Every record below must be returned exactly as it was received.
----
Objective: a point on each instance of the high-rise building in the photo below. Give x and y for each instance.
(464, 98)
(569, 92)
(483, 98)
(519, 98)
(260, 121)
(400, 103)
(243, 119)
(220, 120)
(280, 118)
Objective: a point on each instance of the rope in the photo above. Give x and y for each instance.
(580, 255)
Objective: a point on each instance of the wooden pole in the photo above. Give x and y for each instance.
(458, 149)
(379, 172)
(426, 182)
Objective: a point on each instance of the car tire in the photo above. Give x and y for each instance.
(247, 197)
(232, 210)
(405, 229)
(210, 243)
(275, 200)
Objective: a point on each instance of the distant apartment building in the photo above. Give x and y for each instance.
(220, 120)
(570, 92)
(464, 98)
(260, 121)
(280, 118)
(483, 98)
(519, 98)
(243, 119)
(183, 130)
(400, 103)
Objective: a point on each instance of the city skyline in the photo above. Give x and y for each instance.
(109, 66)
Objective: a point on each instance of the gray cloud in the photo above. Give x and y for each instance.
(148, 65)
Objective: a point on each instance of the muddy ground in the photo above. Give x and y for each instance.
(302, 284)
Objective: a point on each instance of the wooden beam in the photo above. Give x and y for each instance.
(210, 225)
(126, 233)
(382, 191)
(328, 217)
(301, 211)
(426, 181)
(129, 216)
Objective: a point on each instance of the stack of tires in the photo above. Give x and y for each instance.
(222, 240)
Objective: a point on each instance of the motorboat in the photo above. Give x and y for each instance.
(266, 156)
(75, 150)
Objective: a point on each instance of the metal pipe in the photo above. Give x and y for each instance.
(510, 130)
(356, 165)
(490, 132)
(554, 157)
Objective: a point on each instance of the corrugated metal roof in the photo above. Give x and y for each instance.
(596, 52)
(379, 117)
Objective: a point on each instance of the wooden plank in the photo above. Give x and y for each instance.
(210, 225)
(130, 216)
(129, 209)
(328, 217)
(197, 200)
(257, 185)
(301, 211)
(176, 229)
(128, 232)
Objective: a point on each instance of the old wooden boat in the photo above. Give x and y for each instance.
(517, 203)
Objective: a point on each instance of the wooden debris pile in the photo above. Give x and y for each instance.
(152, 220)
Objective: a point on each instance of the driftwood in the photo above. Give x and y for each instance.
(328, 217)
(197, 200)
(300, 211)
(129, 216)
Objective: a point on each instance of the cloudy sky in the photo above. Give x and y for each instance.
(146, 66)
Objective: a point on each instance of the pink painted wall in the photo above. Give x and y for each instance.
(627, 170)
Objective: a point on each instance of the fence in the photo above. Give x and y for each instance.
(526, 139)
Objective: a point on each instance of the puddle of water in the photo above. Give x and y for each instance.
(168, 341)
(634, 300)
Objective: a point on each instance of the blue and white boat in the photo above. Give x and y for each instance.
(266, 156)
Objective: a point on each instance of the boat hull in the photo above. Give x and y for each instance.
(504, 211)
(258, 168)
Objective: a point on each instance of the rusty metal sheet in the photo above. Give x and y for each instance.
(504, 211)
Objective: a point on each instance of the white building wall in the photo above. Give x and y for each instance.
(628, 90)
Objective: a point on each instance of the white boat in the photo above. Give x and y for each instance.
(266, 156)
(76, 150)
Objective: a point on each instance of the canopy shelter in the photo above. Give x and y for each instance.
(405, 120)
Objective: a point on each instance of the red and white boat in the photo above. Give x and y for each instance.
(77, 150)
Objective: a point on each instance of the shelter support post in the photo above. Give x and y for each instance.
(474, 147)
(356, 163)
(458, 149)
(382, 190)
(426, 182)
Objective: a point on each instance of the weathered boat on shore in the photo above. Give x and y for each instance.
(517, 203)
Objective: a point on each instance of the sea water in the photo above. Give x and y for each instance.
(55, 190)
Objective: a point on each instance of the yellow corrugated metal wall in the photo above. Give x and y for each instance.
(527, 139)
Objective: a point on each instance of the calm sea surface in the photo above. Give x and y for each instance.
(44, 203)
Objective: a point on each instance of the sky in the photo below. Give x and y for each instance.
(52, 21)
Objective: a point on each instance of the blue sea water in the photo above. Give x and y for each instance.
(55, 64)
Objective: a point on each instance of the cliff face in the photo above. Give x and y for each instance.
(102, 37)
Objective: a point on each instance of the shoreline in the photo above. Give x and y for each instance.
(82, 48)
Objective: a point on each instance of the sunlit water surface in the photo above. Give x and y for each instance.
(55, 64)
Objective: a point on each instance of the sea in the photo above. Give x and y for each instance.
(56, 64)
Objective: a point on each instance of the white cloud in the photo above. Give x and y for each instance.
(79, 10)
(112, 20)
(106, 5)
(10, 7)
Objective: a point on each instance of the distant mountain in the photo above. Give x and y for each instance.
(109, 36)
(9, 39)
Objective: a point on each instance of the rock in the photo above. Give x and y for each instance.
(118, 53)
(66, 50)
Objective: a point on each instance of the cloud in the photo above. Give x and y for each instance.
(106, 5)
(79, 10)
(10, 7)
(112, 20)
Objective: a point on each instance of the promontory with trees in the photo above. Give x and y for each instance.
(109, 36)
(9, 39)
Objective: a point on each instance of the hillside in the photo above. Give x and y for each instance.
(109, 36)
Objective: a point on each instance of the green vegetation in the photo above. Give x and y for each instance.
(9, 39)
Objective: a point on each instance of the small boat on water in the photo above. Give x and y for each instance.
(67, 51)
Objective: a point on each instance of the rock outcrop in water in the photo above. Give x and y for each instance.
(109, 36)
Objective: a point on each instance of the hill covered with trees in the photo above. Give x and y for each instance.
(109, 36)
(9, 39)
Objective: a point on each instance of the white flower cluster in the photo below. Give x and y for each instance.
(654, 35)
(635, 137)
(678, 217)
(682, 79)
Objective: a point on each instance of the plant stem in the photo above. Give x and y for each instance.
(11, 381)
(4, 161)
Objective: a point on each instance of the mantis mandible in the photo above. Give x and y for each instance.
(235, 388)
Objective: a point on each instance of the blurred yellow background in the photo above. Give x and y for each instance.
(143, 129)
----
ANSWER
Objective: a point on each instance of the high-rise building in the photo below. Give x and y for each instance.
(464, 98)
(569, 92)
(483, 98)
(519, 98)
(260, 121)
(400, 103)
(243, 119)
(220, 120)
(280, 118)
Objective: a point on each instance of the rope in the photo above. Give x and y for each instance.
(580, 255)
Objective: a point on each instance of the wooden pole in the photo above. Give x and y for each instance.
(458, 149)
(379, 172)
(426, 182)
Objective: a point on each instance of the car tire in the photo above. Give x and y for each instance.
(247, 197)
(232, 210)
(405, 229)
(210, 243)
(275, 200)
Objective: a point on each instance of the distant apartment building in the photo above. Give x and y for each instance.
(220, 120)
(570, 92)
(464, 98)
(260, 121)
(280, 118)
(483, 98)
(519, 98)
(243, 119)
(183, 130)
(400, 103)
Objective: a point on each instance of the city skyline in the photo above. Give x and y for each instance.
(109, 66)
Objective: a point on each instance of the gray cloud in the photo above. Give x and y for each instance.
(148, 65)
Objective: a point on each instance of the muddy ground in the photo above. Give x and y for each instance.
(302, 284)
Objective: a point on each instance of the wooden beam in the photo above. Give x and y for each instance.
(210, 225)
(126, 233)
(382, 191)
(328, 217)
(301, 211)
(426, 181)
(129, 216)
Objective: a point on each instance of the stack of tires in the photo above. Give x and y for each instance.
(222, 240)
Objective: a point on each instance of the motorboat in the photo above. Give x and y for each instance.
(266, 156)
(75, 150)
Objective: a point on each instance of the metal pipe in the photo above. Give x and y for each instance.
(510, 130)
(356, 165)
(490, 132)
(554, 157)
Objective: a point on each instance of the corrugated metal roof in the photo above. Give x and y for each instance.
(596, 52)
(379, 117)
Objective: a point on each instance of the wooden plank in the photo above. Give x and y for each instance.
(210, 225)
(130, 216)
(129, 209)
(328, 217)
(197, 200)
(257, 185)
(301, 211)
(176, 229)
(128, 232)
Objective: a point on each instance of the old wooden boat in the photo above. Give x and y for each instance.
(517, 203)
Objective: a point on each instance of the wooden debris pile in the photo above. Give x and y for each instance.
(152, 220)
Objective: a point on each instance of the driftwood in the photo above. Give x and y for each instance.
(328, 217)
(197, 200)
(300, 211)
(129, 216)
Objective: a point on each instance of the cloudy sky in the photo above. Give x and y for each instance.
(146, 66)
Objective: a point on each instance of the pink painted wall in the photo above. Give x and y for each instance.
(627, 170)
Objective: a point on each instance of the fence in the photo above. Give x and y for each instance.
(526, 139)
Objective: a point on each instance of the puddle of water in the photo above. Give x and y for each instance.
(168, 341)
(634, 300)
Objective: a point on each instance of the blue and white boat in the photo above. Give x and y for each instance.
(266, 156)
Objective: a point on each instance of the boat hull in the photo above. Give x and y for each instance.
(504, 211)
(258, 168)
Objective: a point on each instance of the rusty metal sheet in the photo above. Give x and y for each instance.
(504, 211)
Objective: a point on each instance of the white building wall in the photo above. Give x and y for each instance.
(628, 90)
Objective: a point on each instance of the white boat in the photo above. Give x and y for each instance.
(266, 156)
(76, 150)
Objective: a point on each instance of the canopy shelter in the photo above. Give x and y for each instance.
(405, 120)
Objective: a point on each instance of the red and white boat in the photo above. Give x and y for each instance.
(77, 150)
Objective: a point on each instance of the shelter support post in the photo above. Give x and y for each instance.
(474, 147)
(356, 163)
(458, 149)
(382, 190)
(426, 182)
Objective: a point on each instance of the weathered boat on shore in the photo above. Give x and y for each instance.
(517, 203)
Objective: a point on each instance of the sea water in the photo above. Give x and y for each instance.
(55, 190)
Objective: a point on each instance of the yellow corrugated metal wall in the photo above. Give x and y for each instance.
(527, 139)
Objective: a point on each instance of the calm sea surface in the photo above. Give x and y for each instance.
(44, 203)
Objective: a point on each instance of the sky in the photo below. Give x and y for each instance.
(52, 21)
Objective: a point on each instance of the blue sea water in the photo above. Give x and y for each instance.
(55, 64)
Objective: a point on each instance of the cliff face in the photo above. Give x and y for each instance.
(102, 37)
Objective: a point on each instance of the shoreline in the photo above. Give x and y for each instance.
(82, 48)
Objective: a point on each instance of the sunlit water surface in the photo above. Give x and y for each instance.
(55, 64)
Objective: a point on each instance of the sea in the photo above. Give x and y for each instance.
(56, 64)
Objective: a point on each instance of the white cloud in the photo above. Give x and y for each instance.
(79, 10)
(112, 20)
(106, 5)
(10, 7)
Objective: a point on each instance of the distant mountain in the photo above. Give x and y for each instance.
(109, 36)
(9, 39)
Objective: a point on each instance of the rock in the photo above. Give x and y for each instance.
(118, 53)
(66, 50)
Objective: a point on each instance of the cloud in the photo above. Give x and y for each instance.
(106, 5)
(79, 10)
(10, 7)
(112, 20)
Objective: a point on each instance of the promontory with trees in the photo above. Give x and y for each instance.
(109, 36)
(9, 39)
Objective: a point on each instance of the hillside in the photo above. Give x and y for each instance.
(109, 36)
Objective: a point on each instance of the green vegetation in the photo above. Give x and y for each instance.
(9, 39)
Objective: a point on each instance of the small boat on water in the photo above. Give x and y for each instance.
(67, 51)
Objective: a point on each instance of the rock outcrop in water in the photo above. Give x and y for each instance.
(109, 36)
Objective: a point on each instance of the hill covered with trees in the photo above. Give x and y for each instance.
(109, 36)
(9, 39)
Objective: a point on each instance of the white flower cluster in the photo below. Give x and y for each instance.
(654, 35)
(635, 137)
(678, 217)
(682, 79)
Objective: a point on each instance of the plant stem in the photo above. Give x and y for each instance.
(11, 381)
(4, 161)
Objective: a point on each instance of the mantis mandible in the photo above. Give x and y for each instance.
(235, 388)
Objective: a point on each instance of the blurred yellow background in the photo above. Give x and y for each instance.
(143, 129)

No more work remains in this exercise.